▸ WHAT NEEDS TO BE DONE
Write out the records beneath this line exactly as they appear, minus any images.

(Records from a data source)
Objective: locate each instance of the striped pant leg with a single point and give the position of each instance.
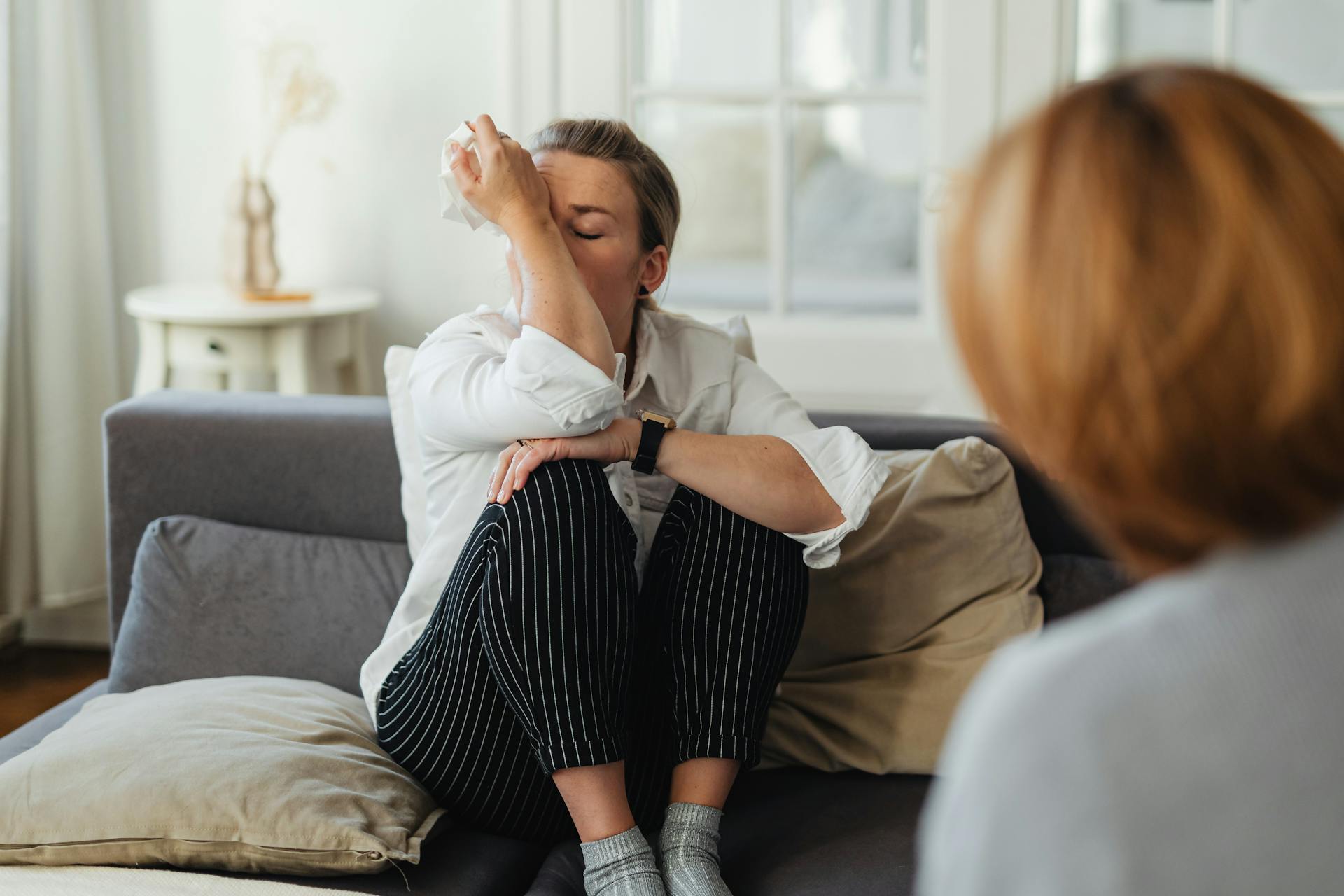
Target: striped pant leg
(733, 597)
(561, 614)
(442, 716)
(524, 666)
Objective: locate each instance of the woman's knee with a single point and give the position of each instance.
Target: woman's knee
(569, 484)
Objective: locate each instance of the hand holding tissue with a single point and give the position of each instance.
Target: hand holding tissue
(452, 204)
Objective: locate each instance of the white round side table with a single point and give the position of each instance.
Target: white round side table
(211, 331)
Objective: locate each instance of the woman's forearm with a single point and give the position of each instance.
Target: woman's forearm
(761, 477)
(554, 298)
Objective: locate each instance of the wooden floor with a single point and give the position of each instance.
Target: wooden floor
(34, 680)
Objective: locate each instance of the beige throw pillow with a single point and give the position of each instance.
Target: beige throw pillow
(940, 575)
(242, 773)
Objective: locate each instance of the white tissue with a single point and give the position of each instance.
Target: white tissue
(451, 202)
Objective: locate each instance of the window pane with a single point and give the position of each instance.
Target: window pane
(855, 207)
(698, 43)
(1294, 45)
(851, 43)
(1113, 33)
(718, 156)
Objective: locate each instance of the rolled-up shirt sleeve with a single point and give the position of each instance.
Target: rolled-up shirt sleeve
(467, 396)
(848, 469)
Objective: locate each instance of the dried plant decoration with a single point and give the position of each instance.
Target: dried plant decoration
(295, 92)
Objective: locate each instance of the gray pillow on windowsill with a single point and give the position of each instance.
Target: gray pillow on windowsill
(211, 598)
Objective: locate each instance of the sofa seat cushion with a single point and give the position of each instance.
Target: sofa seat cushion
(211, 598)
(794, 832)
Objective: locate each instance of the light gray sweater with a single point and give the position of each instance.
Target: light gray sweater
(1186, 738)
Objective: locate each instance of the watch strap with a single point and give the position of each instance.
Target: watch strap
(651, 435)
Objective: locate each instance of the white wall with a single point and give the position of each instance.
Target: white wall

▸ TASK RESPONSE
Objective: locate each instance of the striped pant leg with a single point and give the position of each instance.
Target: striped pant leg
(733, 597)
(561, 614)
(442, 716)
(524, 666)
Objective: locate each instance of the woman's knee with a single point and give the position of each instance.
Target: woman's knee
(569, 484)
Objective: locate each instance of the hand holding tissue with a single point and give the position of each instance.
Target: hand holding tissue
(452, 204)
Objective: locate each instance of the white round side table with a single point and give the position of each instance.
Target: white round side table
(211, 331)
Objective: locate each instance of the woman's forearm with a single point and give the position of each instance.
Target: woman's forearm
(761, 477)
(554, 298)
Objective: locate each instance of the wooden floor with a single point and give the position of each instance.
Target: wooden floor
(34, 680)
Objective: locate each instance of the beige throw pillow with a single point and give the position of each instance.
Target: beige throw pillow
(940, 575)
(242, 773)
Objective: locate each instance of the white tissue with a single point and give the position of each instance.
Target: white tissue
(451, 202)
Objective: locate each instance of the window pane with a single point and give the position of each instance.
Target: window pane
(855, 207)
(698, 43)
(1294, 45)
(851, 43)
(1113, 33)
(718, 156)
Objective: locate each instance of the rolled-up shirt sleeve with a single point and give the position of each instance.
Target: rolled-up shirt sleeve
(467, 396)
(848, 469)
Objective: locate each instance of the dried plant decoration with a single point and give the position of each instance.
Target: dried plant decoration
(295, 92)
Objective: locate each instance of the gray pillow on windowsill with a single point and give the position of each instance.
Target: gray pillow on windowsill
(211, 598)
Objective: locate each instance of the sofa seat cushion with a single point and give the position of each instance.
Target: sofa seat cushion
(211, 598)
(794, 832)
Objective: locate each instance of the light gray sweater with a single point and give the position of each instance.
Target: light gray sweater
(1186, 738)
Objective: locate each instance of the watch strap with a single point and give the position of each instance.
Target: watch strap
(651, 435)
Objective: locate each instance of the white wall with a single point and give the position of each instance.
Target: white wall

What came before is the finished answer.